#### COSA FARE
Trascrivi senza alcuna modifica il tratto delle righe qui sotto che si apre con la riga contenente "Target: dark water in foreground" e si chiude con l'ultima riga, entrambe incluse.

#### DATI DELL'ESERCIZIO
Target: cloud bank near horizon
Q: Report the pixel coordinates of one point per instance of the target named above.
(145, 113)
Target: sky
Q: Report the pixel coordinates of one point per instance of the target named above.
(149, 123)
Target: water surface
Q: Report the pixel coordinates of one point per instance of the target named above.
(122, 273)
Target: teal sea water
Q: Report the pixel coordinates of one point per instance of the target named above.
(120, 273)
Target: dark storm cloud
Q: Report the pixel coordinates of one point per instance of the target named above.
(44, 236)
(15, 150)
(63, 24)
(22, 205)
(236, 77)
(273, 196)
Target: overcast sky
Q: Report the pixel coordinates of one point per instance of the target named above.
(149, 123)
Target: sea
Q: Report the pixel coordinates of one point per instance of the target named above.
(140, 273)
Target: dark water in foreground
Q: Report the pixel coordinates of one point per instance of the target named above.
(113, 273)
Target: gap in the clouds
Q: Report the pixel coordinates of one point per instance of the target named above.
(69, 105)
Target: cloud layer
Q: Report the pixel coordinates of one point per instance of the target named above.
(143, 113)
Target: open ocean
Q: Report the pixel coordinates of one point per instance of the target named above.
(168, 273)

#### LA RISPOSTA
Target: dark water in foreground
Q: Report the pixel coordinates of one point per instance of the target named above.
(113, 273)
Target: gap in the clouds
Q: Report the pixel coordinates of one point per instance of the target named above.
(69, 105)
Target: cloud layer
Q: Report the pixel coordinates of one point per instance of the target named above.
(143, 113)
Target: open ocean
Q: Report the pixel coordinates of one point per instance of the target named above.
(168, 273)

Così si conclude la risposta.